* [Document text]:
※

Kagan, in her 130-page thesis, titled “To the Final Conflict: Socialism in New York City, 1900-1933,” sought to explain “why the growing and confident American socialist movement of the Progressive Era suddenly fell apart.”

 

Kagan’s thesis, in the end, was that infighting ultimately did in the movement.

 

“Through its own internal feuding, then, the [socialist Party] exhausted itself forever and further reduced labor radicalism in New York to the position of marginality and insignificance from which it has never recovered,” Kagan wrote. “The story is a sad but also a chastening one for those who, more than half a century after socialism’s decline, still wish to change America.”

※

[Stored dataset items]

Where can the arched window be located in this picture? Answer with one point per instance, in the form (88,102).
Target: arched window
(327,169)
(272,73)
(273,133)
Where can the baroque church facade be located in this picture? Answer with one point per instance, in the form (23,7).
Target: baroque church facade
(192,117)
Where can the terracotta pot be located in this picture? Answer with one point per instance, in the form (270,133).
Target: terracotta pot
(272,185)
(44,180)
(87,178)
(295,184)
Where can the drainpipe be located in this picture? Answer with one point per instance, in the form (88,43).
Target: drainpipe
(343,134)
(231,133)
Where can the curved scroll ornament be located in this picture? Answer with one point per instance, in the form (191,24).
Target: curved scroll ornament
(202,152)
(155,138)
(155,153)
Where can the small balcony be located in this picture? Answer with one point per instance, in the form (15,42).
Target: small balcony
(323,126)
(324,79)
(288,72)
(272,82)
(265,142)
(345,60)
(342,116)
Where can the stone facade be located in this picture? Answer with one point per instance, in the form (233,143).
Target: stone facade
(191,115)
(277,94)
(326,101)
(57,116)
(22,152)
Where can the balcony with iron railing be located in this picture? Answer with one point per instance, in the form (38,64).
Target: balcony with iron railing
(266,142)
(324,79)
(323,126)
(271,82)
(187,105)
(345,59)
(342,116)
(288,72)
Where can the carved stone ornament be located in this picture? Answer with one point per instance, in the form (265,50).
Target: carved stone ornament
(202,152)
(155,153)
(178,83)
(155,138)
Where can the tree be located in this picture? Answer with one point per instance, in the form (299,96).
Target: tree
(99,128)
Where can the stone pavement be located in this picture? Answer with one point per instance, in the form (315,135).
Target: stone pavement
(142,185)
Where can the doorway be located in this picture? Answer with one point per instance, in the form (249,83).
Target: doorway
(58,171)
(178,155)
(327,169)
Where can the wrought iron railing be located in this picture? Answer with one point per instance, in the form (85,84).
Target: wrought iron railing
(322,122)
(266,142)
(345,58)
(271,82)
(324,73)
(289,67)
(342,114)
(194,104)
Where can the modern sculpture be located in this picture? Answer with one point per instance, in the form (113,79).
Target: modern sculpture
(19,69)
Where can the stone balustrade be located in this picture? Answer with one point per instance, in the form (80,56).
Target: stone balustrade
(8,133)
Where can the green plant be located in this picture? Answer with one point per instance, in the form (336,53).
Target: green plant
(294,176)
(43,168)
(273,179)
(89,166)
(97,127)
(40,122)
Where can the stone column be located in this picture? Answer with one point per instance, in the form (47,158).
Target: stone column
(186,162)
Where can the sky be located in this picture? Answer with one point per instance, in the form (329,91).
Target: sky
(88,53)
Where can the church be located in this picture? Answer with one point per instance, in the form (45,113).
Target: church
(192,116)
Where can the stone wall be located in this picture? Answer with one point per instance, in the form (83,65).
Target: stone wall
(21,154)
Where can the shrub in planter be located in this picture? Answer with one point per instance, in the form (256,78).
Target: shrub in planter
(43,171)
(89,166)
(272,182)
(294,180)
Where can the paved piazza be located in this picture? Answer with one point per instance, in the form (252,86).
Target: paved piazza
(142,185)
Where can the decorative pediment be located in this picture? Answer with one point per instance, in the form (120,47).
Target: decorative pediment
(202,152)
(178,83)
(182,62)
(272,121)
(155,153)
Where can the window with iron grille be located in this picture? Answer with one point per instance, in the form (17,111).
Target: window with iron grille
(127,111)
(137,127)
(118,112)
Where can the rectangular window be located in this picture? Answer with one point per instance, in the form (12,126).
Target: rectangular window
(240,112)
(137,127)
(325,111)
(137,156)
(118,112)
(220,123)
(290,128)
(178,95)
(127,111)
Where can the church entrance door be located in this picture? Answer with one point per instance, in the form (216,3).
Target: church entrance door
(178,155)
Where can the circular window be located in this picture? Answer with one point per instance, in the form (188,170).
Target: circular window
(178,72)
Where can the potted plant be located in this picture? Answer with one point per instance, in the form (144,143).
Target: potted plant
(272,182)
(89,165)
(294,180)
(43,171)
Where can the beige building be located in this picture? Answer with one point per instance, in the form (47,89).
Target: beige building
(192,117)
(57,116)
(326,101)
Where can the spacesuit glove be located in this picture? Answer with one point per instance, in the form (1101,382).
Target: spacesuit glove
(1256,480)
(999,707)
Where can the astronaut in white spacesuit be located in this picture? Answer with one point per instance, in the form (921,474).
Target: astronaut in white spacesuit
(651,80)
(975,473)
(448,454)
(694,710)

※

* [Tasks to complete]:
1 – In the passage about Kagan's thesis on New York socialism, what did Kagan conclude ultimately did in the socialist movement?
2 – Carry on the passage about Kagan's thesis on New York socialism, picking up right after its last sentence.

* [Responses in order]:
1 – Infighting ultimately did in the movement.

2 –
“Radicals have often succumbed to the devastating bane of sectarianism; it is easier, after all, to fight one’s fellows than it is to battle an entrenched and powerful foe,” Kagan wrote. “Yet if the history of Local New York shows anything, it is that American radicals cannot afford to become their own worst enemies.”

 

“In unity lies their only hope.”

 

Though Kagan noted that it would be “absurd to overestimate” the Socialist Party in the U.S., she also said it had grown from 10,000 members in 1902 to 109,000 in 1919, and had built “a party press that included over 300 publications with an aggregate circulation of approximately 2 million.”